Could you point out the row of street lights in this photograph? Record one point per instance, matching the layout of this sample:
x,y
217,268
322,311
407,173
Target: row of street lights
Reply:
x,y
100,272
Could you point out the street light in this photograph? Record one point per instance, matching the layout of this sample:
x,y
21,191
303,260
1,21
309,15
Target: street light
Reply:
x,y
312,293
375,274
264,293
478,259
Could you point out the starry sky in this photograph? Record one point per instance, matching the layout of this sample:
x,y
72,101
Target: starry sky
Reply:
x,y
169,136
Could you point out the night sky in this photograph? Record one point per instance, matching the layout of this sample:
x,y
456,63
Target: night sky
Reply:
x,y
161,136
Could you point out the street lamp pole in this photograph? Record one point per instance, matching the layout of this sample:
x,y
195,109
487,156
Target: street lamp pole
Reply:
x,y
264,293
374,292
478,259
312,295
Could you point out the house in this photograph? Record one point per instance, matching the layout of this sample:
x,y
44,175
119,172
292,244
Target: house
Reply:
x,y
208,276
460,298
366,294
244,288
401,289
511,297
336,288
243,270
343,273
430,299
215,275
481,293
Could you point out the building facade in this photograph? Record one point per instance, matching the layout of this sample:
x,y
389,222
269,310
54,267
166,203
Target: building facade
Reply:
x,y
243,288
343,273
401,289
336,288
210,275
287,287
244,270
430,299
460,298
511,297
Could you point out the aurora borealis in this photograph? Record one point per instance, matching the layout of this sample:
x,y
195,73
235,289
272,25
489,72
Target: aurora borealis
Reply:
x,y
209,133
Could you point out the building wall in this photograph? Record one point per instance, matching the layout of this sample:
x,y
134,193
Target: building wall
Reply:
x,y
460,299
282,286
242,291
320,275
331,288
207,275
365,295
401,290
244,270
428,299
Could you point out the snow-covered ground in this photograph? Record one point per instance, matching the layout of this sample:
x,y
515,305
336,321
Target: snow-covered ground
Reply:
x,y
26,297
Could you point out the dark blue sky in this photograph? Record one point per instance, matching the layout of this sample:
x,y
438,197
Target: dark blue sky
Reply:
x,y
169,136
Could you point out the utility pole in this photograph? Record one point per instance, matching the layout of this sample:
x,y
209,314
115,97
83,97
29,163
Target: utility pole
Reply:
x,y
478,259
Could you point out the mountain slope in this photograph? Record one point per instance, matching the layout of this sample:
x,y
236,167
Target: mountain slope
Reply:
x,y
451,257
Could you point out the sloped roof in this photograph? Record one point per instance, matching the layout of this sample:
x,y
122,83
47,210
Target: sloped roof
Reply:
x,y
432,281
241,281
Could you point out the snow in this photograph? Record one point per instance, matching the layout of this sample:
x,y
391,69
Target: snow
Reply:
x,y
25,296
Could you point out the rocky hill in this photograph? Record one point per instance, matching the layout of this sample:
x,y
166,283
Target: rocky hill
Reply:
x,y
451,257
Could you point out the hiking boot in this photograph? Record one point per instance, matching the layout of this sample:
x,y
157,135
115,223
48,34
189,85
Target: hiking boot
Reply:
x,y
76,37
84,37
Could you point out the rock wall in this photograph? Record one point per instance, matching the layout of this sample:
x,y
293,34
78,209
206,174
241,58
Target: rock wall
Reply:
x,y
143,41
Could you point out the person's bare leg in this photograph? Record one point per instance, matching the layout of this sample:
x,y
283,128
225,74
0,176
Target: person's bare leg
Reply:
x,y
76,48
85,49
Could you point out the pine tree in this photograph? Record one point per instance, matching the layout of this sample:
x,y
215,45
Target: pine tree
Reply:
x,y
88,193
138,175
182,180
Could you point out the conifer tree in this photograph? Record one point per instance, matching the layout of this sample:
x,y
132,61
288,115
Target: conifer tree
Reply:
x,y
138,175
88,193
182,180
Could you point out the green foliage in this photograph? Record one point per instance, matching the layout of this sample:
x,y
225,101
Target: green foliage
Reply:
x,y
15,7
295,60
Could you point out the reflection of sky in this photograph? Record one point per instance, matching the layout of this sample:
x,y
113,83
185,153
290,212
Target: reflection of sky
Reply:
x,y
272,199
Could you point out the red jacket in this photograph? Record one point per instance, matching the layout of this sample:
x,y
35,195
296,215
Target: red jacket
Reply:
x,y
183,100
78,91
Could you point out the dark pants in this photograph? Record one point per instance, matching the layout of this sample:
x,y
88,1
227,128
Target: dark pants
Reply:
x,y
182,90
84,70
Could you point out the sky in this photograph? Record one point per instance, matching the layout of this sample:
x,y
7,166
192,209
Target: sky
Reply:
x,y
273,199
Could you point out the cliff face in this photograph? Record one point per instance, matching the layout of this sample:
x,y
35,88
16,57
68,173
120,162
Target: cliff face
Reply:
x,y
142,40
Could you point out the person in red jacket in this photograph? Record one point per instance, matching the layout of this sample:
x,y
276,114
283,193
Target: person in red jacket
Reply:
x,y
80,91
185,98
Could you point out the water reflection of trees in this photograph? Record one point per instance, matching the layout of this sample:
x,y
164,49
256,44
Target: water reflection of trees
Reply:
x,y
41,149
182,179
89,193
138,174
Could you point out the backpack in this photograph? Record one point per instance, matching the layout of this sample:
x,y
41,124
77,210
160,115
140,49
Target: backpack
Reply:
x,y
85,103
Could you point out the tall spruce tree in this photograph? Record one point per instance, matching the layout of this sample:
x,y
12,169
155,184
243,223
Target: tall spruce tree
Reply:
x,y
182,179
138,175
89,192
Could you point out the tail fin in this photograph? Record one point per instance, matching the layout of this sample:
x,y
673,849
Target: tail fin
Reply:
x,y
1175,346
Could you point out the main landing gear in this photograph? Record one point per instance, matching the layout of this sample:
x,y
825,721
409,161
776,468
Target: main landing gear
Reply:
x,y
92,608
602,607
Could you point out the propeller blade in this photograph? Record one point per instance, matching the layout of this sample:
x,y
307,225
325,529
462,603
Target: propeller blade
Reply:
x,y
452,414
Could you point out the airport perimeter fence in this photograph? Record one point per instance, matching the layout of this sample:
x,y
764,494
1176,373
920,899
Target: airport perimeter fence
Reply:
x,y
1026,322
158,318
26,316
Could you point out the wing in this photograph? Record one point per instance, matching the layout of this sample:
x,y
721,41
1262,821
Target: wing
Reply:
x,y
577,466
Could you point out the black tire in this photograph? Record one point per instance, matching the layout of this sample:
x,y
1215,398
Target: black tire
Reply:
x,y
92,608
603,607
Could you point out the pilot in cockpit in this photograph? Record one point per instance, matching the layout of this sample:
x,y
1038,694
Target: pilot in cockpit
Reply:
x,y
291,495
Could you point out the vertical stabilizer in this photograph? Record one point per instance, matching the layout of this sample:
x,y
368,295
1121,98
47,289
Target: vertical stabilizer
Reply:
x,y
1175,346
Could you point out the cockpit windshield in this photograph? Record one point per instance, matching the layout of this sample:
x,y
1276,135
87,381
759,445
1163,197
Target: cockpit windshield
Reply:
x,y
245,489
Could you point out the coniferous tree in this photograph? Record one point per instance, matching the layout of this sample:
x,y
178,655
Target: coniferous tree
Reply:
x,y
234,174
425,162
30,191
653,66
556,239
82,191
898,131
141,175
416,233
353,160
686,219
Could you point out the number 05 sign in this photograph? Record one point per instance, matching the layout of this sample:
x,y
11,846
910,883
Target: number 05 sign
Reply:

**Directions:** Rewrite every line of the listing from the one containing "Could you point out the cockpit" through the end of the listing, inclusive. Shift each answer coordinate up by 9 and leave all other numbers as they are.

**Answer to this problem:**
Could you point out the cockpit windshield in this photograph? Record one point per instance, matching the layout of this sample:
x,y
1276,135
87,381
759,445
1163,197
Target: cockpit windshield
Reply:
x,y
254,498
Could you point out the coniferous tree in this photograph? Record one point per instance, matching the layout of this sample:
x,y
178,655
Target: coniferous tree
Reply:
x,y
243,183
434,171
39,200
662,75
565,248
91,200
907,140
150,184
425,242
362,169
695,228
Could you point out the number 05 sign in this photograph? Record one point per instance, matching the layout of this sample:
x,y
11,846
910,883
Target: number 05 sign
Reply:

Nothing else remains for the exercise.